==== Information given

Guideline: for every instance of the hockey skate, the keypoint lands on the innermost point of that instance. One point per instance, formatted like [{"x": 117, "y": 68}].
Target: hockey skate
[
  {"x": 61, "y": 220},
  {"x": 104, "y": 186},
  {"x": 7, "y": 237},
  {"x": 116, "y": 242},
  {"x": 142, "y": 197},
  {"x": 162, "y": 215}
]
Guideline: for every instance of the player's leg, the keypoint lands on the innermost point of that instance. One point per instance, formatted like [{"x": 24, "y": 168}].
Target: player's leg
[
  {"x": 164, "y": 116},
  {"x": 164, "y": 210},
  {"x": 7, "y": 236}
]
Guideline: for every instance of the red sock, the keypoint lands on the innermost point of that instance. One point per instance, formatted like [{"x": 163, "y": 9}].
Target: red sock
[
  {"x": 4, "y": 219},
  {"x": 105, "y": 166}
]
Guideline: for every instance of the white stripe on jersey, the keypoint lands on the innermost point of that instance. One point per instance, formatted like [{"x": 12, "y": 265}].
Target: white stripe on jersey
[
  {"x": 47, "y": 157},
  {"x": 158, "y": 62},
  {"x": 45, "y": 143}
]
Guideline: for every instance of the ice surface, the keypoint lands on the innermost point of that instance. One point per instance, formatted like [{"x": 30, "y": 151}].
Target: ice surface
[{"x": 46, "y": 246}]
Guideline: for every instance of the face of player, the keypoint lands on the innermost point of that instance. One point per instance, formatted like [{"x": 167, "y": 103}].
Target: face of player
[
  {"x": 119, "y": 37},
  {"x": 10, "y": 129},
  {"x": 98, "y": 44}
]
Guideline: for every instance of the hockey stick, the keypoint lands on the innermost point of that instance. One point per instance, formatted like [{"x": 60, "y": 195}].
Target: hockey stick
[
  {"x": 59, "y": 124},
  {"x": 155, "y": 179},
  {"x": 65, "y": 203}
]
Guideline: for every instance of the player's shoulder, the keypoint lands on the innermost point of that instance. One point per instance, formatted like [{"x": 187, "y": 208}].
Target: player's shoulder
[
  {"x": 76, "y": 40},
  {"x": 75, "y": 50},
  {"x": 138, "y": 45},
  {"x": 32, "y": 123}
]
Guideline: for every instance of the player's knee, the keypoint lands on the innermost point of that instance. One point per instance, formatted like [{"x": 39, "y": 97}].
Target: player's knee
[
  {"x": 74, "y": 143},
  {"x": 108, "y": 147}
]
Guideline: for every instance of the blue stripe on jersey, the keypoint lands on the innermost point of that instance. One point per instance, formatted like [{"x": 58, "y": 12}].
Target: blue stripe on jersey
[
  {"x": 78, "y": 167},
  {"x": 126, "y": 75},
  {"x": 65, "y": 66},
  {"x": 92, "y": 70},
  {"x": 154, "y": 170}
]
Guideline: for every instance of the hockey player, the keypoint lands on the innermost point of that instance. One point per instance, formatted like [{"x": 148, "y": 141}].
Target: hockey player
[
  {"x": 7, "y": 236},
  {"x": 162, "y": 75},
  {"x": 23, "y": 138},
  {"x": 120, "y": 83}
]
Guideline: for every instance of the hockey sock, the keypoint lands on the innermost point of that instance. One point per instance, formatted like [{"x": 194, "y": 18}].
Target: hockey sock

========

§ What is expected:
Output nothing but the line containing "Guideline: for every instance of the hockey player, the" and each line after it in the entries above, exactly as written.

§ Task solution:
Guideline: for every instance of the hockey player, the keypoint lands on the innermost point of that instance. One point per instance, formatted like [{"x": 148, "y": 141}].
Target: hockey player
[
  {"x": 7, "y": 236},
  {"x": 162, "y": 75},
  {"x": 23, "y": 138},
  {"x": 120, "y": 83}
]
Guideline: for every instance of the hockey sock, the keypoint lands on the innermost point of that instance. One point per instance, formatted like [{"x": 194, "y": 18}].
Target: hockey sock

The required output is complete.